Going down the data below, set down exactly the line with "Each instance receives exactly one keypoint. Mark the green" and each line after it through the line with "Each instance receives exactly one keypoint. Mark the paved"; no other lines.

Stored data:
+ + +

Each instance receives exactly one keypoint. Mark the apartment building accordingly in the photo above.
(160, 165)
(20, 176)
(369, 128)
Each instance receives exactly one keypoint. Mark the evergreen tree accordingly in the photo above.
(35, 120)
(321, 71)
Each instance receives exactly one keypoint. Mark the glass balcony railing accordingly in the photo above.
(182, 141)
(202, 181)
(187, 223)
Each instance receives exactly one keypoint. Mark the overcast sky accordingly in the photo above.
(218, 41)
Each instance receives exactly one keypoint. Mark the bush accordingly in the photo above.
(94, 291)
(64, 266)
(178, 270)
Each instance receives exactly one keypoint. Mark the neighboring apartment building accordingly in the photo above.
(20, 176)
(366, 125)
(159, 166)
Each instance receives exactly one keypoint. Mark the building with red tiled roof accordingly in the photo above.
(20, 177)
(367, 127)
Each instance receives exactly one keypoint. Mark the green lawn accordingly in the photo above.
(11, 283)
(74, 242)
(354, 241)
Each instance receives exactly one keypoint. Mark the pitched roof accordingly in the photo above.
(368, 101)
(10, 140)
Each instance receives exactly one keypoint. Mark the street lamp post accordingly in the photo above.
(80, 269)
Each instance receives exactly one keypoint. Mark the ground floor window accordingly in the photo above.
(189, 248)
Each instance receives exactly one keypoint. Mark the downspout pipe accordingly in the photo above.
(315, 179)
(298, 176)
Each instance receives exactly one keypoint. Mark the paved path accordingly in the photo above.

+ + +

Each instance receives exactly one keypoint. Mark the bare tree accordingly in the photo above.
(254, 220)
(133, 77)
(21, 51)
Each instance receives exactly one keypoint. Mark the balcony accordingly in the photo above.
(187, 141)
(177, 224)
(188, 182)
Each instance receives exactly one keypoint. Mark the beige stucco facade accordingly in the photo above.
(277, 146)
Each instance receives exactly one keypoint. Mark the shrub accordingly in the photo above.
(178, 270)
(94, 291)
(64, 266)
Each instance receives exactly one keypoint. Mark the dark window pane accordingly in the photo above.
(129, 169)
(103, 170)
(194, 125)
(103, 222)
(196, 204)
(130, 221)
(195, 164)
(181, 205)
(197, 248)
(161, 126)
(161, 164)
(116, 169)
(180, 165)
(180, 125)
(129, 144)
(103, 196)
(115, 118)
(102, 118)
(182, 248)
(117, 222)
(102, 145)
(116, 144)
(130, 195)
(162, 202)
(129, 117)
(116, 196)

+ + +

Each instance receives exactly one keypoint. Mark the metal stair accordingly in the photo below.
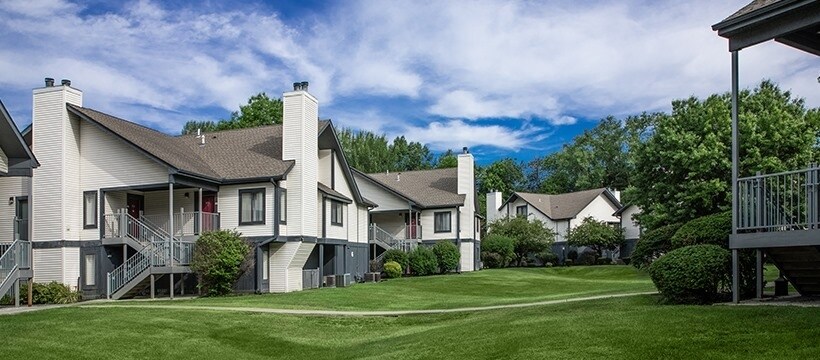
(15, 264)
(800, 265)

+ + +

Your response:
Each instance receives exactly one keypoint. Mark the green lawn accordingly in the photo above.
(11, 283)
(74, 242)
(354, 241)
Each instance receives exactly one keypoint. Mark the pitched roof accordingly in the photo above.
(368, 101)
(10, 140)
Each instance receives exactly one keypoint. Mark the street lamp post accordingly in the photo above.
(80, 269)
Each instance receives exactly one keypoint. Mark the ground floor window accordingly in the photo above.
(189, 248)
Each instance receives exactly one keypoint. Mark the downspout pipe accordingly in the photo above.
(315, 179)
(298, 176)
Each instance receives exactly one keypoint. Mark the paved path accordingly in the photo above.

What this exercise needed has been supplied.